(Collected data)
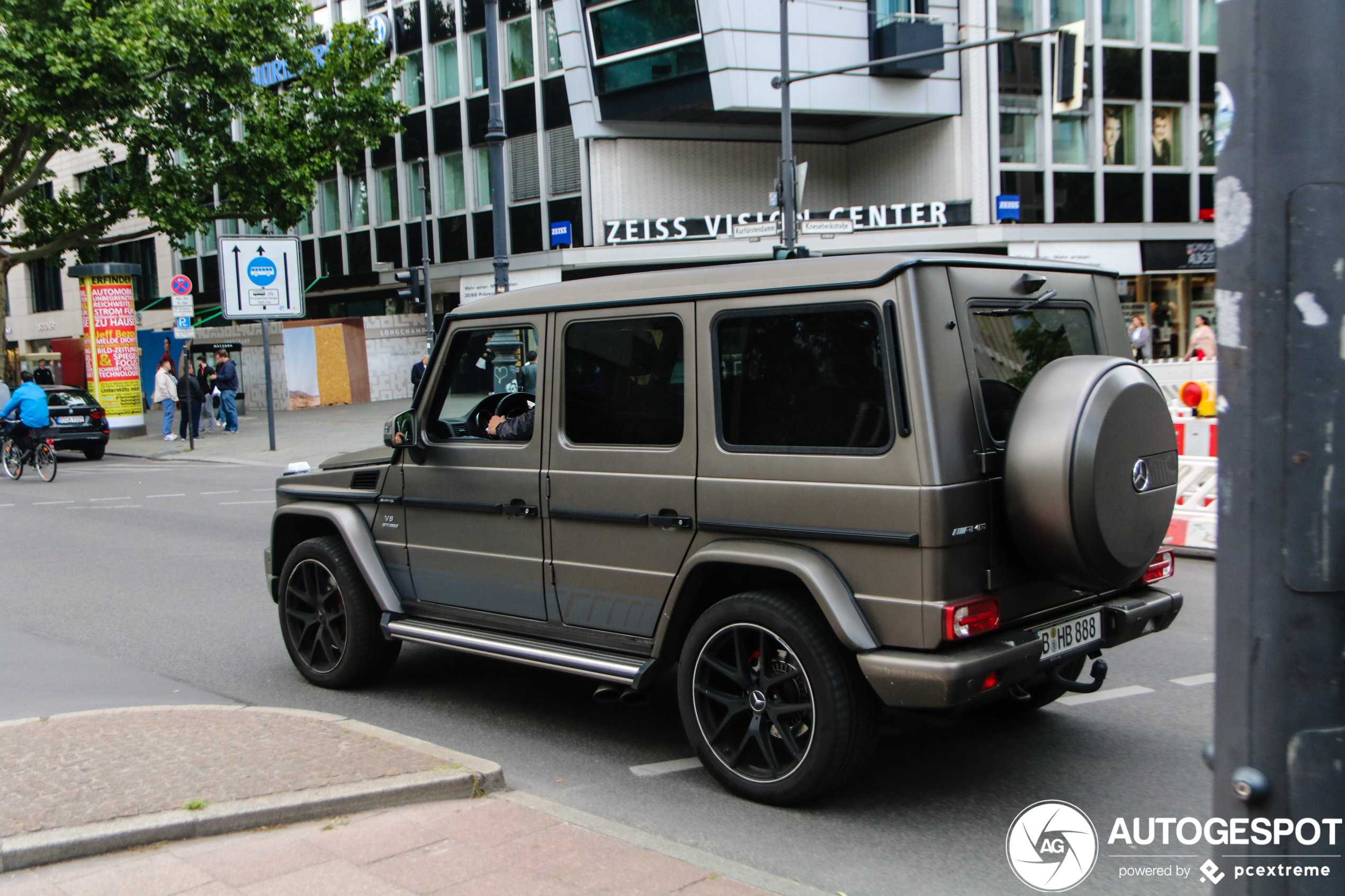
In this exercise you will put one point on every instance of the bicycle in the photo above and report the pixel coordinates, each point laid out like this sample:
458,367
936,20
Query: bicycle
41,456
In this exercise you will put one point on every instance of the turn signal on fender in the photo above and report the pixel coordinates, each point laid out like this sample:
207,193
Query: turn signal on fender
970,617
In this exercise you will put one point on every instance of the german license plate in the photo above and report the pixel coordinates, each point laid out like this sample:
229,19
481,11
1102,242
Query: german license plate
1070,635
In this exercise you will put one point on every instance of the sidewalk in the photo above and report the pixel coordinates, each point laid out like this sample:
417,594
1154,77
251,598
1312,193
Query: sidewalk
312,435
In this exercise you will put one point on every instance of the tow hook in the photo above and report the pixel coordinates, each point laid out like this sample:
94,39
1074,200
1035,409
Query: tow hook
1099,675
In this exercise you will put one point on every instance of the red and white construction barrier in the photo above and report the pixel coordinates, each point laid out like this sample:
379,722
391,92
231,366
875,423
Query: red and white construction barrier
1196,516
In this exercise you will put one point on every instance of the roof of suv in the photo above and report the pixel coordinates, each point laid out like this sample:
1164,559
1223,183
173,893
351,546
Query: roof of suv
767,277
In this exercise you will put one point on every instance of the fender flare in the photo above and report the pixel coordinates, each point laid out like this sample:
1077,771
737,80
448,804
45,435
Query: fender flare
354,531
814,568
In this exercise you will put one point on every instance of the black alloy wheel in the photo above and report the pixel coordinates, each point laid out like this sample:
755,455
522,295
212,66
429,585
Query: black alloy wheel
754,703
329,617
315,616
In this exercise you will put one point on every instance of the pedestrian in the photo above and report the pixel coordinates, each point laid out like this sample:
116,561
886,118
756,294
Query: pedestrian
226,381
419,373
527,376
1141,339
1203,341
166,394
190,395
208,403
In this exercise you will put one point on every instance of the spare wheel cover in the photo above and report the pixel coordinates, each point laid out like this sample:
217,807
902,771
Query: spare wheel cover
1091,472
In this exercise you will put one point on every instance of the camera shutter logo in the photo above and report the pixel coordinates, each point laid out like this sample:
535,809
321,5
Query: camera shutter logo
1052,847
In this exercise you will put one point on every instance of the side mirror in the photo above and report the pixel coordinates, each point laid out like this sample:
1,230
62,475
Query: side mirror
400,432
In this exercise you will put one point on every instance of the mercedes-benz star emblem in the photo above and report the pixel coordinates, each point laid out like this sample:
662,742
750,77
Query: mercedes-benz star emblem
1140,476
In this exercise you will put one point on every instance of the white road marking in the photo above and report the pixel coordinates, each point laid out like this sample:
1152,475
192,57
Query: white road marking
1191,682
656,769
1111,693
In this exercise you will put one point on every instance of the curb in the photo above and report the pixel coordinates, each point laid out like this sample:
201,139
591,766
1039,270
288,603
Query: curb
466,777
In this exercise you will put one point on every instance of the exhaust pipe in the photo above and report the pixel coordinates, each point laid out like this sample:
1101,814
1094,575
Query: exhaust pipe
607,693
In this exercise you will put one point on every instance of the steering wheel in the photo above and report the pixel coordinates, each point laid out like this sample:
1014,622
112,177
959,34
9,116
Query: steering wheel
509,405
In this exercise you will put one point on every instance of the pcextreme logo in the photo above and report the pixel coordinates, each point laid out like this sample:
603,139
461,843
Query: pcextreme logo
1052,847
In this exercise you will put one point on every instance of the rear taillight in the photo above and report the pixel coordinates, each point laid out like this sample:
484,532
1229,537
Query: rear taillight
1162,566
970,617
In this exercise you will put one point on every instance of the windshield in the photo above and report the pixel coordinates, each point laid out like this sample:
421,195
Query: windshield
1012,350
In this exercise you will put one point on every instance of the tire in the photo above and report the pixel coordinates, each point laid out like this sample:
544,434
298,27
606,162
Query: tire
1040,693
329,618
825,722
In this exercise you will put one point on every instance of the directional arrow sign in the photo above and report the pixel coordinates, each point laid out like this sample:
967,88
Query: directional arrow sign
260,277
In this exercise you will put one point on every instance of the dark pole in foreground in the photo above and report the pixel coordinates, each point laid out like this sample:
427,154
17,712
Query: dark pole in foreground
495,138
1279,707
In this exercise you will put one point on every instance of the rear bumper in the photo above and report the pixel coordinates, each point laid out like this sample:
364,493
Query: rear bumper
954,676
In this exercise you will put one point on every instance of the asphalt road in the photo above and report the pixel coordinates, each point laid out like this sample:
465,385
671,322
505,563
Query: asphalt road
138,582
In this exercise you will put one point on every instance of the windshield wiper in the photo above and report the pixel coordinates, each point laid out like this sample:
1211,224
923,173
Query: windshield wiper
1023,310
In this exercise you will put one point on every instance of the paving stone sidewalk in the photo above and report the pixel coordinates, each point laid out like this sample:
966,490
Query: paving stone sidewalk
462,848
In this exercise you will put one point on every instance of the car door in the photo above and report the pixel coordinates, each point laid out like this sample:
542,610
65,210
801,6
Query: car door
622,464
472,503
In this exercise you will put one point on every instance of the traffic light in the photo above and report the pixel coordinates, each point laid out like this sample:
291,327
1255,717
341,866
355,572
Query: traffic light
412,289
1071,61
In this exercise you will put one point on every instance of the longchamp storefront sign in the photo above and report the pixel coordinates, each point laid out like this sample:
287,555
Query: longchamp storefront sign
756,225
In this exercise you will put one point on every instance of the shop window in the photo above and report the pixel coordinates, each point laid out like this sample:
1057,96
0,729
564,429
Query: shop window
1015,15
1172,76
451,182
1074,196
1070,140
1172,198
1017,138
414,80
1028,187
641,23
519,49
1124,198
446,70
1118,19
1165,136
1118,136
1167,22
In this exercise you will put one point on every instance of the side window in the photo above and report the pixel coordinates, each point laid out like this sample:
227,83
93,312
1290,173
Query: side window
803,381
1010,350
481,363
623,382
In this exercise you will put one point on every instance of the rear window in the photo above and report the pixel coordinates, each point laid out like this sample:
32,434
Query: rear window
1012,350
808,381
69,398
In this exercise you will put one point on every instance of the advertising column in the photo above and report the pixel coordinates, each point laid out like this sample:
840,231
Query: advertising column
112,366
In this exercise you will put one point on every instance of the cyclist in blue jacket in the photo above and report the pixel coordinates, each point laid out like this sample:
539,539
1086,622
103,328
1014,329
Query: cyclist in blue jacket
31,402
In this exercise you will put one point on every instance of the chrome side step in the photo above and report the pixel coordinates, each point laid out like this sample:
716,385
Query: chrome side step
594,664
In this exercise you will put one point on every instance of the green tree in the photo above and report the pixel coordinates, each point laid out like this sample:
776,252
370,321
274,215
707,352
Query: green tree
155,88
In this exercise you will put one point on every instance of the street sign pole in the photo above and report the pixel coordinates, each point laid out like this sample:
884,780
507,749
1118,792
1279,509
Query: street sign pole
1279,222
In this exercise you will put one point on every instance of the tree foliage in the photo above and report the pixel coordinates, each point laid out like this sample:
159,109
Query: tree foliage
156,86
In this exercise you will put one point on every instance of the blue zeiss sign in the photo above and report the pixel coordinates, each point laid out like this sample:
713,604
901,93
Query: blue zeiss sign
262,271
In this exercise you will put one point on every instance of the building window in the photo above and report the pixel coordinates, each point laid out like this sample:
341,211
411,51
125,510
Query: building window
389,209
358,199
553,43
451,179
329,206
46,286
446,70
414,80
1167,23
521,49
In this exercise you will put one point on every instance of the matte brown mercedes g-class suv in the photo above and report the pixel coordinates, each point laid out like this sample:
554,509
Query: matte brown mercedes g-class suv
813,487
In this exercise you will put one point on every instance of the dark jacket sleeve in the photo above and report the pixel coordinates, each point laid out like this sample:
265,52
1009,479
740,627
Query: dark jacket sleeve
519,429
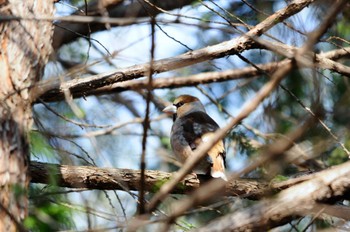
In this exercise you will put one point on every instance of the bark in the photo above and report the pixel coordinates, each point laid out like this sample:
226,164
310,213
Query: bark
85,86
25,46
66,32
128,180
326,186
54,91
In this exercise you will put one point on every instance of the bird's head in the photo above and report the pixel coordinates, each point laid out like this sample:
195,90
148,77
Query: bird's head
184,105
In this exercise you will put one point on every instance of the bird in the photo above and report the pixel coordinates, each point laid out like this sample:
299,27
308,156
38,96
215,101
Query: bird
191,127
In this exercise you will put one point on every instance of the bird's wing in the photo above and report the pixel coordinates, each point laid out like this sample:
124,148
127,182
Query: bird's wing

The task. In the data above, copy every line where the string "wing" appears.

The answer.
In this exercise you will put one point on every instance of the bird's wing in the photo above and report the pixel coordinates, each point laid out like this sample:
Query: bird's wing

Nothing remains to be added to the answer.